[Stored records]
== == ==

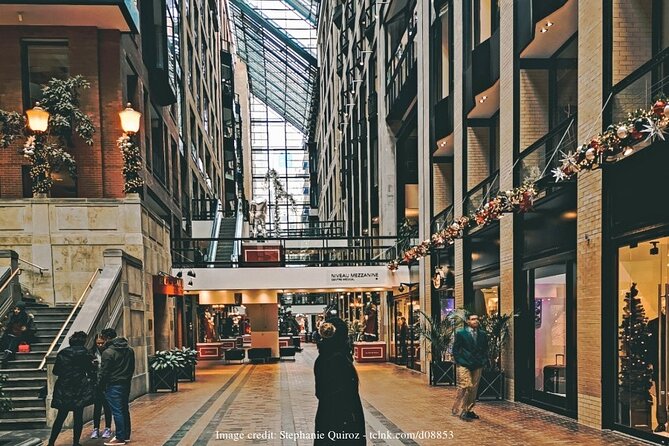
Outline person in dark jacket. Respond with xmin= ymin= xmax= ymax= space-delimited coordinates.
xmin=90 ymin=334 xmax=111 ymax=440
xmin=49 ymin=331 xmax=95 ymax=446
xmin=100 ymin=328 xmax=135 ymax=446
xmin=314 ymin=318 xmax=367 ymax=445
xmin=0 ymin=301 xmax=36 ymax=362
xmin=452 ymin=313 xmax=488 ymax=421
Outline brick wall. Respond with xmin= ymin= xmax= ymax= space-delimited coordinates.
xmin=576 ymin=2 xmax=603 ymax=428
xmin=432 ymin=163 xmax=453 ymax=215
xmin=0 ymin=26 xmax=123 ymax=198
xmin=467 ymin=127 xmax=490 ymax=190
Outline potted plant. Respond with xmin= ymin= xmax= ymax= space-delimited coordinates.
xmin=478 ymin=313 xmax=513 ymax=400
xmin=172 ymin=347 xmax=197 ymax=382
xmin=149 ymin=350 xmax=185 ymax=392
xmin=418 ymin=310 xmax=457 ymax=386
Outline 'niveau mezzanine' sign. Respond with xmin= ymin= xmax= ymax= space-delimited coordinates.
xmin=328 ymin=272 xmax=379 ymax=285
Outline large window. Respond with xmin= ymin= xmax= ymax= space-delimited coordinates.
xmin=616 ymin=237 xmax=669 ymax=437
xmin=22 ymin=40 xmax=70 ymax=109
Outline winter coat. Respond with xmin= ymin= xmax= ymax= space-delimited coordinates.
xmin=51 ymin=346 xmax=96 ymax=410
xmin=314 ymin=349 xmax=367 ymax=445
xmin=100 ymin=338 xmax=135 ymax=389
xmin=453 ymin=328 xmax=488 ymax=370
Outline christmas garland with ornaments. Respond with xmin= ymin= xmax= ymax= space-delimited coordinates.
xmin=388 ymin=98 xmax=669 ymax=271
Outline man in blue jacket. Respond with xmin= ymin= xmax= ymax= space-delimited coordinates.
xmin=452 ymin=314 xmax=488 ymax=421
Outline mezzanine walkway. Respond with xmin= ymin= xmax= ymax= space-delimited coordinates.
xmin=27 ymin=344 xmax=645 ymax=446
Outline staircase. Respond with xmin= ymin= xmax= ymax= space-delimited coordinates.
xmin=0 ymin=298 xmax=75 ymax=431
xmin=216 ymin=217 xmax=237 ymax=262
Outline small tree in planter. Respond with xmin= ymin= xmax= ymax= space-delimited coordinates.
xmin=478 ymin=313 xmax=513 ymax=400
xmin=172 ymin=347 xmax=197 ymax=382
xmin=149 ymin=350 xmax=186 ymax=392
xmin=418 ymin=310 xmax=457 ymax=386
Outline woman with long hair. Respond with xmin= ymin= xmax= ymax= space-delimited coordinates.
xmin=49 ymin=331 xmax=95 ymax=446
xmin=314 ymin=318 xmax=367 ymax=445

== == ==

Rewrite the part of the material that opens with the line containing "Outline winter coat." and runs through the end of the material, swapping every "space-delimited" for "space-separated" and leaving everything else the same.

Outline winter coat. Respond with xmin= ymin= xmax= ymax= space-separated coordinates.
xmin=51 ymin=346 xmax=96 ymax=410
xmin=314 ymin=349 xmax=367 ymax=445
xmin=100 ymin=338 xmax=135 ymax=389
xmin=453 ymin=328 xmax=488 ymax=370
Outline christmas garland with ornaments. Respond with xmin= ymin= xmax= ymax= space-separated coordinates.
xmin=388 ymin=98 xmax=669 ymax=271
Outline man in blue jacket. Respond with xmin= ymin= xmax= ymax= space-separated coordinates.
xmin=452 ymin=314 xmax=488 ymax=421
Outline mezzanine walkway. Respond with xmin= ymin= xmax= ymax= space-separated coordinates.
xmin=27 ymin=344 xmax=645 ymax=446
Outline staircase. Respond with xmin= ymin= xmax= ymax= space-separated coordinates.
xmin=0 ymin=298 xmax=75 ymax=431
xmin=216 ymin=217 xmax=237 ymax=262
Outline small tree in planter. Respond with xmin= ymin= xmax= ymax= space-separated coordinates.
xmin=478 ymin=313 xmax=513 ymax=400
xmin=172 ymin=347 xmax=197 ymax=382
xmin=149 ymin=350 xmax=186 ymax=392
xmin=418 ymin=310 xmax=457 ymax=386
Outline woman with long hair. Respond with xmin= ymin= xmax= ymax= space-separated coordinates.
xmin=49 ymin=331 xmax=95 ymax=446
xmin=314 ymin=318 xmax=367 ymax=445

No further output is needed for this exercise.